= 2017 in shooting =

This article lists the main target shooting events and their results for 2017.

==World events==
===International Shooting Sport Federation===
- August 30 – September 11: 2017 ISSF Junior World Championships held in Suhl and Moscow.
- August 30 – September 11: 2017 World Shotgun Championships held in Moscow, Russia

====ISSF World Cup====
- 2017 ISSF World Cup
- 2017 ISSF Junior World Cup

===International Confederation of Fullbore Rifle Associations===

2017 ICFRA World F-Class Championships - Connaught, Canada
| Event | Gold | Silver | Bronze |
|---|---|---|---|
| F-Open Team (Farquharson Trophy) | Australia | Canada | United States |
| F-Open Individual | R Davies (AUS) | P Sandie (GBR) | A Pohl (AUS) |
| F-TR Team (Richardson Cup) | United States | Australia | South Africa |
| F-TR Individual | D Rodgers (USA) | K Chou (CAN) | B Litz (USA) |

===International Practical Shooting Confederation===
- June 4–11: 2017 IPSC Rifle World Shoot in Kubinka, Russia
- August 27 – September 3: 2017 IPSC Handgun World Shoot at the Centre National de Tir in Châteauroux, France

===FITASC===
2017 Results

===Commonwealth Shooting Championships===
- October 28 – November 8: 2017 Commonwealth Shooting Championships at the Belmont Shooting Complex in Brisbane, Australia. This was a test event ahead of the Shooting at the 2018 Commonwealth Games.

##########

Directive 1 → Rewrite the records below with "dot" swapped for "point" and nothing else changed, and leave the pictures out of your answer.

##########

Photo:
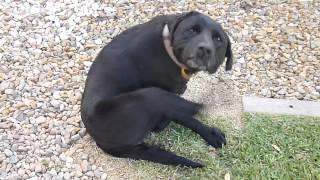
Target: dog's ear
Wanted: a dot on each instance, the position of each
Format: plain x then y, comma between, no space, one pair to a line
175,20
229,55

##########

Directive 2 → Using the 2017 shooting list, explain what role the 2017 Commonwealth Shooting Championships in Brisbane played.

Worked solution 1 →
Photo:
Target: dog's ear
Wanted: a point on each instance, the position of each
Format: plain x then y, comma between, no space, one pair to a line
175,20
229,55

Worked solution 2 → The 2017 Commonwealth Shooting Championships ran from October 28 to November 8 at the Belmont Shooting Complex in Brisbane, Australia. They served as a test event ahead of the shooting at the 2018 Commonwealth Games.